begin Information shown

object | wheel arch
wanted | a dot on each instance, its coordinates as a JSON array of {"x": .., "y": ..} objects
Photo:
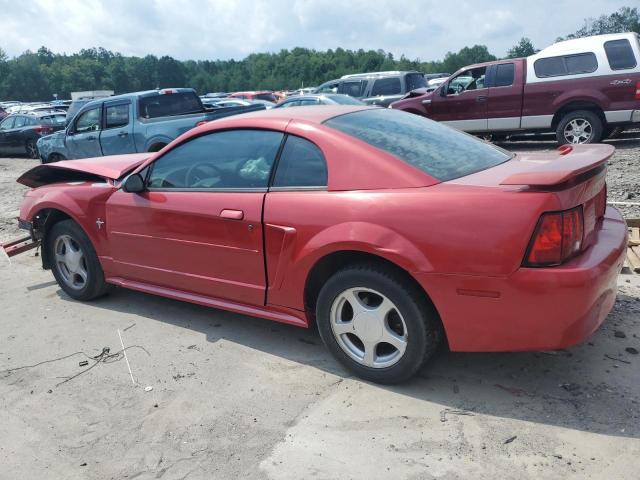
[
  {"x": 575, "y": 105},
  {"x": 331, "y": 263}
]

end Information shown

*What is being asked*:
Reproduce the material above in full and without alteration, but skip all pictures.

*Exercise answer*:
object | wheel arch
wanted | a dot on each instance, its coordinates as a JSON array of {"x": .., "y": ..} objects
Photo:
[
  {"x": 575, "y": 105},
  {"x": 331, "y": 263}
]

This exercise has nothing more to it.